(Beginning of Provided information)

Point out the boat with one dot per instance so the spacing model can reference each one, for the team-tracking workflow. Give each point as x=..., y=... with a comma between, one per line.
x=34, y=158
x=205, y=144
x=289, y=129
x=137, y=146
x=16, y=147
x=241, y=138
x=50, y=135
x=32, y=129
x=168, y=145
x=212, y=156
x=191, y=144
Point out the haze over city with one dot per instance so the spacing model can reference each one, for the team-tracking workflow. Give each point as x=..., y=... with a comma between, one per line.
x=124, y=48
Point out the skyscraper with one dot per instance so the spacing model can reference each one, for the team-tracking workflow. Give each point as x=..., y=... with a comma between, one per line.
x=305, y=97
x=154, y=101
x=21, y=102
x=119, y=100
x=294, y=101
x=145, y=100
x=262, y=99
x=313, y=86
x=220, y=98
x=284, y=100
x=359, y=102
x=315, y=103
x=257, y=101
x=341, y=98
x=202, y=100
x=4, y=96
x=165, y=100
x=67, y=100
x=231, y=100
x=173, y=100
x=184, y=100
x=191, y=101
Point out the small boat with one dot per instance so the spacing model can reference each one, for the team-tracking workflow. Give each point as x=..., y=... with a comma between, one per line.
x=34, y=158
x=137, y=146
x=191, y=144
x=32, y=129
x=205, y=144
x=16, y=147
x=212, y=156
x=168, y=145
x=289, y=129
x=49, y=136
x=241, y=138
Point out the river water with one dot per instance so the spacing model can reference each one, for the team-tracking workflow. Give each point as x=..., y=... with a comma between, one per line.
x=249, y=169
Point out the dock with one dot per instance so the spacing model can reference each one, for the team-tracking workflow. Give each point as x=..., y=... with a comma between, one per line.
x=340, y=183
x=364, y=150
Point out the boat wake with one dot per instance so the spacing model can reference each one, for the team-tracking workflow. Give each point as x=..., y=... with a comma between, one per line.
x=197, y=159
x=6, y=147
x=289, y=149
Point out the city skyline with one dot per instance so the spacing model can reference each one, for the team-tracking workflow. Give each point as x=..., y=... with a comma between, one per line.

(End of Provided information)

Work required:
After reading the records above, transcribe them verbatim.

Answer section:
Point out the boat with one dot per instance so the spacing model can reference each one, for the team-tracking workflow. Give each point as x=..., y=... with a comma between, one per line.
x=34, y=158
x=205, y=144
x=289, y=129
x=137, y=146
x=16, y=147
x=241, y=138
x=50, y=135
x=32, y=129
x=168, y=145
x=212, y=156
x=191, y=144
Point out the haze over city with one dot per instance so the spacing model can reference each one, for the team-tracking workflow. Give each point as x=..., y=... with a comma between, one per line.
x=124, y=48
Point out the skyscraper with one dot per instance so the spacing model can reference each one, for the team-tracking workflow. Give each point as x=..., y=... with a comma between, one per line.
x=305, y=97
x=154, y=101
x=21, y=102
x=119, y=100
x=294, y=101
x=145, y=100
x=262, y=99
x=313, y=86
x=220, y=98
x=284, y=100
x=359, y=102
x=315, y=103
x=257, y=101
x=341, y=98
x=202, y=100
x=4, y=96
x=165, y=100
x=67, y=100
x=231, y=100
x=173, y=100
x=184, y=100
x=191, y=101
Point out the small boat with one dot per instance so the spacing model can reference each one, for the team-tracking workflow. Give each point as x=..., y=... with a comma between, one per line.
x=34, y=158
x=137, y=146
x=191, y=144
x=32, y=129
x=205, y=144
x=16, y=147
x=212, y=156
x=168, y=145
x=289, y=129
x=49, y=136
x=241, y=138
Point out the river water with one dot per instance so the spacing model can reference each one, for the team-tracking workflow. Give each point as x=..., y=... with a comma between, one per line.
x=249, y=169
Point out the dock with one dot per instance so the spacing model can reference each one, for the team-tracking workflow. Give each point as x=..., y=... with a comma between, one per line.
x=340, y=183
x=364, y=150
Point out the boat wake with one dot per instance so the spacing model can reference each one, for the team-tracking workflow. Give each point as x=..., y=... with a comma between, one per line.
x=197, y=159
x=6, y=147
x=289, y=149
Point out the city skyline with one dot per instance so the spacing model can reference each one, for the team-tracking workflow. Give each point as x=..., y=... with a comma between, one per line.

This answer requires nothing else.